(Dataset entries)
*-*-*

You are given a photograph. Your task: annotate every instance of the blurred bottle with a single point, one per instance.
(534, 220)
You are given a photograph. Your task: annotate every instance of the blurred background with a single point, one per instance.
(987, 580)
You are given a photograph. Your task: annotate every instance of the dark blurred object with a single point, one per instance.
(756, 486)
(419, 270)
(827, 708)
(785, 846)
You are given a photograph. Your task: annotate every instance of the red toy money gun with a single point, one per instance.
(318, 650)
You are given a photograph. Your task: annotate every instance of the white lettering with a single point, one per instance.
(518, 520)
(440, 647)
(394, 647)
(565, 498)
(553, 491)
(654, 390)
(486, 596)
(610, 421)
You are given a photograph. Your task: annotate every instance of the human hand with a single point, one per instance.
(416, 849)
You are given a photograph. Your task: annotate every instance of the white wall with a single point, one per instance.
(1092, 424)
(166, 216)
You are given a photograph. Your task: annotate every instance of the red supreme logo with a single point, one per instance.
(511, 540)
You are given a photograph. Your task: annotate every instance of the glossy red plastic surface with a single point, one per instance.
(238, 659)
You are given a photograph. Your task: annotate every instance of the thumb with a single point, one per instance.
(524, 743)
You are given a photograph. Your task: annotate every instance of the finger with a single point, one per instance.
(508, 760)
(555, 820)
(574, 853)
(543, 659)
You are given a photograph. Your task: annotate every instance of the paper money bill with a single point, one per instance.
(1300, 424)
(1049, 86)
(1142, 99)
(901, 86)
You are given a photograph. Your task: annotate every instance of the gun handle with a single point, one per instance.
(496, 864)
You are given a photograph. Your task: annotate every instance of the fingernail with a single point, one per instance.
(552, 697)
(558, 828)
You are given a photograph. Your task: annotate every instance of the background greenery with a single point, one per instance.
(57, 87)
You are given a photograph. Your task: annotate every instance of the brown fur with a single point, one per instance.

*-*-*

YOUR OBJECTIVE
Say every entry again, exactly as it reads.

ANSWER BELOW
You are given a photograph. Your task: annotate every instance of the blurred bottle with a single point, one per instance.
(534, 220)
You are given a photograph. Your task: annotate every instance of the blurred background with a single point, one per instance.
(987, 580)
You are given a photograph. Your task: annotate every instance of the dark blurred object with a single point, one per instance.
(756, 486)
(419, 270)
(827, 708)
(785, 846)
You are given a photograph. Your task: annotate every instance of the red toy money gun with a single point, one per instance.
(318, 650)
You are given a photograph. Your task: annotate every instance of the white lettering with a single point, one per instance.
(518, 520)
(440, 647)
(394, 647)
(565, 498)
(553, 491)
(654, 390)
(486, 596)
(610, 421)
You are given a photograph. Your task: annotate every instance of the human hand with a single point, one per instance.
(416, 849)
You are given a photograph. Your task: annotate every instance of the white wall with a single point, one per instance.
(1092, 424)
(166, 216)
You are given a photograph. Your task: annotate every instance of the red supreme logo with a single point, one per instance.
(511, 540)
You are given a photograph. Your task: annotate every instance of the glossy red plastic surface with a single point, one per instance.
(238, 659)
You are given a photograph. Your task: annotate every instance of the thumb with a single point, one per instance.
(524, 743)
You are given a photograph. Your task: annotate every instance of the finger with a single point, one per instance.
(508, 760)
(555, 820)
(574, 853)
(543, 659)
You are given a photograph. Your task: annotate every instance of the paper money bill with a single point, one per instance.
(1300, 424)
(1049, 86)
(1142, 99)
(901, 86)
You are given a photograph. Your task: annotate every instance of the gun handle with a single point, one per instance.
(496, 864)
You are given a photograph. Your task: annotate every instance of the fingernail with a single point, one per instance.
(552, 697)
(558, 828)
You are given a photograph. Your task: annotate every instance of the background greenery with a single point, one per instance.
(57, 87)
You are given a photograph. Your task: annotate every instance of the brown fur with a single point, one per instance.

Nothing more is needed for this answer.